And of course in the United States, we currently have present and former postal employees on a hunger strike.

John goes on to quote the majority of an article by Janet Daley at the UK Telegraph titled “The truth is that politicians are telling lies: Government is simply unaffordable.”I highly recommend reading both Janet’s article and John’s blog posting. I’ll excerpt a paragraph from each as a teaser. From Janet’s article


Is this the lesson of a year of false economic hopes and cynical political deceptions? That governments will have to accomplish by stealth and betrayed promises what they did not dare to propose when running for office? Here in Britain, the Conservatives make much of their determination to cut welfare, as if out-of-work benefits were the heart of the government spending problem. But in fact, in the medium and long term, it is the state benefits that working people think of as a right that present a far more serious dilemma. The reality is that our ever-rising state pension and entirely free health care system are as unsustainable as social security and Medicare in the US. It is not going to be possible for the NHS, paid for by general taxation, to offer world-class modern medical provision – with its never-ending advances and innovations – into the indefinite future.

And the conclusion from John…

Wishful thinking is a remarkably powerful force. It is beginning to appear that voters will not face reality until they have exhausted all other alternatives, which is to say, until it is too late. Which, if true, implies that a terrible crash is coming, not just in the United States but across the developed world. Demagogues like Barack Obama, Hugo Chavez and Francois Hollande may be able to fool voters, but they can’t fool arithmetic.

Ahh, if it were only so simple. I’ve had conversations with a Boulder liberal who insists that Social Security is solvent and in no financial danger in our lifetimes. This is because Social Security holds US Treasury bonds as collateral for the funds the government has pilfered from this program.

Work to complete:
**A.** Can you summarize the excerpt on unaffordable government in three sentences?
**B.** Do these statements agree with the excerpt on unaffordable government? Answer yes or no for each, quoting the words of the excerpt that decide it.
(i) Janet Daley's article was published at the UK Telegraph.
(ii) Daley holds that out-of-work benefits are the heart of the government spending problem.
(iii) The Boulder liberal believes Social Security is in financial danger.
**C.** How might the excerpt on unaffordable government go on? Write its next few sentences, starting right after "pilfered from this program."

Study material:

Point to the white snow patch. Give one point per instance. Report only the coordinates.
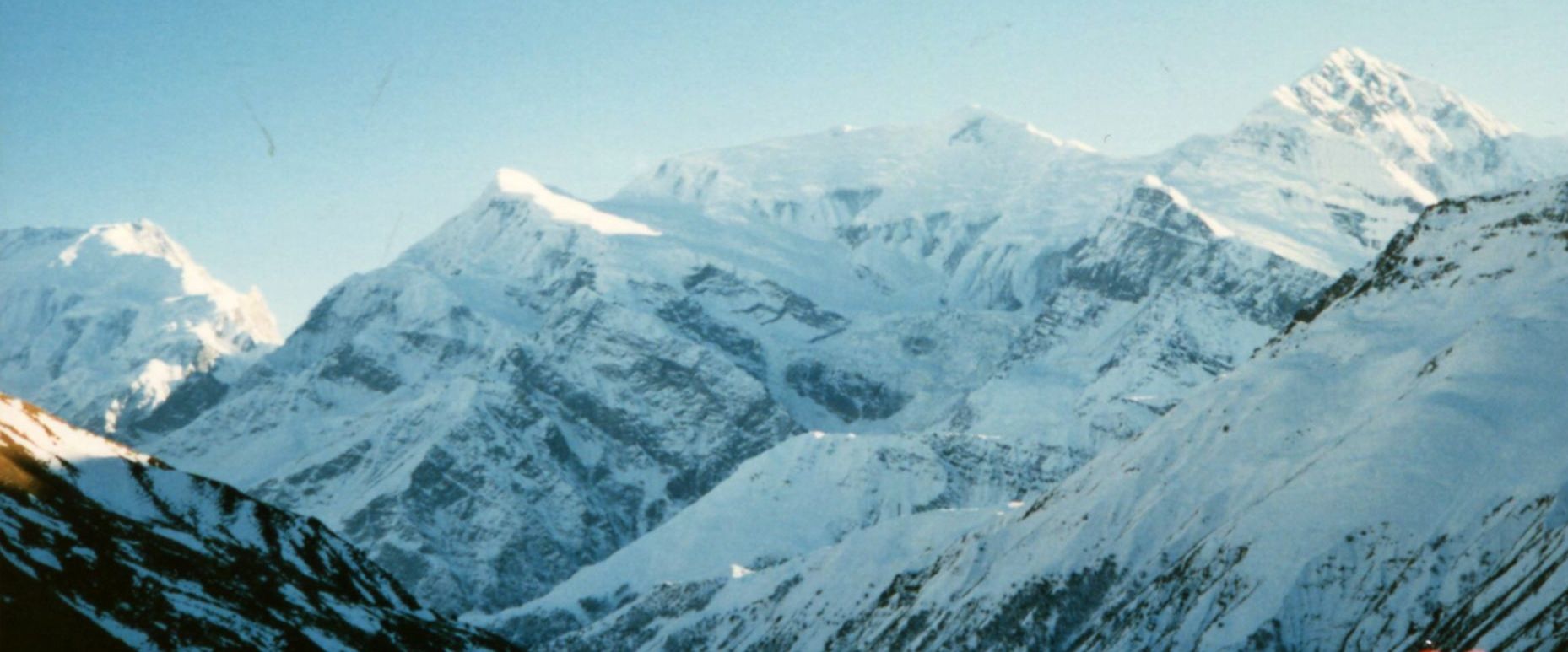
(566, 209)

...

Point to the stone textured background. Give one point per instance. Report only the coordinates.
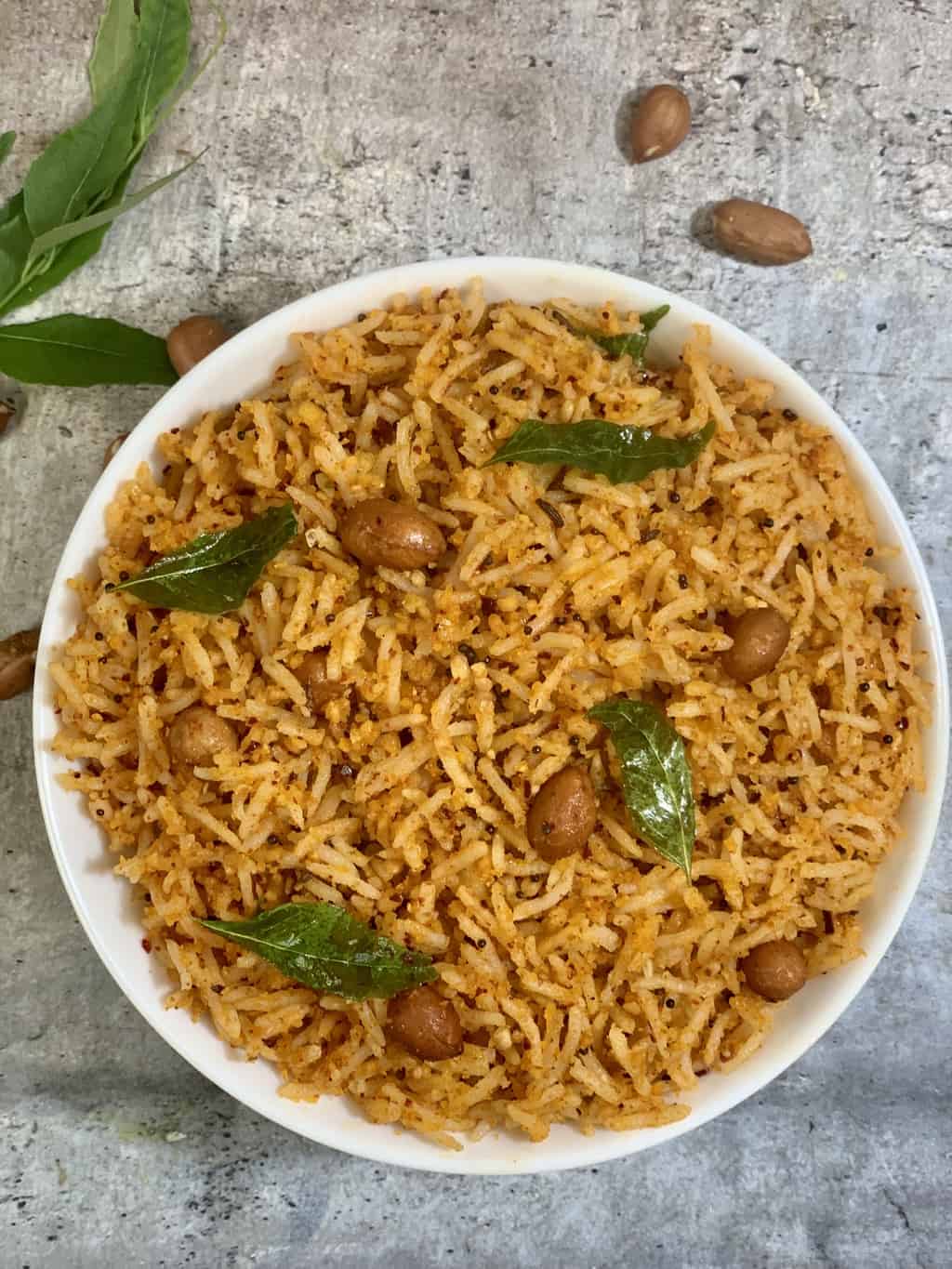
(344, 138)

==

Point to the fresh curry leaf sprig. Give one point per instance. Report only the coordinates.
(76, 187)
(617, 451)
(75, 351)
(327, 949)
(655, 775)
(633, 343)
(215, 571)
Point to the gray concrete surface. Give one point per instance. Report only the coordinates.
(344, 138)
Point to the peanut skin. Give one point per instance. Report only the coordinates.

Solved tasks:
**A.** The author recommends Janet Daley's Telegraph article and John's blog posting that quotes it, and excerpts a paragraph from each. Daley argues that Britain's ever-rising state pension and free health care system are as unsustainable as Social Security and Medicare in the US, while John concludes that voters' wishful thinking implies a terrible crash across the developed world. The author then describes a Boulder liberal who insists Social Security is solvent because it holds US Treasury bonds as collateral.

**B.**
(i) Yes: "an article by Janet Daley at the UK Telegraph"
(ii) No: "But in fact, in the medium and long term, it is the state benefits that working people think of as a right that present a far more serious dilemma."
(iii) No: "insists that Social Security is solvent and in no financial danger in our lifetimes"

**C.**
The problem is there IS too much debt, the deficit is too high and the future obligations of Social Security, Medicare, not to mention Obamacare are simply too burdensome. THERE IS NO EASY WAY OUT. Simply cutting the rate of growth of Social Security, Medicare and numerous other government programs elicits howls of unfairness and targeted persecution, not to mention threats of retribution. What happens when we actually CUT absolute spending or, heaven forbid, we eliminate program altogether?

Don’t dare to think “outside the box” as Congressman Paul Ryan tried to do with Medicare. Then you have the pseudo intellectuals at the Denver Post Editorial Board calling you a radical. Perhaps it hasn’t occurred to these idiots that it is going to take radical thinking and courageous leadership to get us out of this mess. Since they only recently figured out that Colorado may face substantial Medicaid exposure thanks to Obamacare, I feel comfortable in calling them psuedo intellectuals. There are many portions of Obamacare that one had to dig to find the information and connect the dots. The potential exposure the States have to the expansion of the Medicaid program is not one of them. Here’s an example from a 2010 Heritage Foundation blog posting, although I’m sure this was pointed out by many blog and publications, probably including the Congressional Budget Office.  It could only be ignored either by willful ignorance or plan old stoopidity. How anyone could advise their readers on Obamacare and have ignorance of how the expansion of Medicaid would effect state budgets boggles my mind.

Personally, by the end of President Obama’s term I believe it will be too late for radical thinking and courageous leadership. I hope I’m wrong. Social unrest is not far away

Oh, remind me one more time what Glenn Reynolds says about our fiscal situation in general….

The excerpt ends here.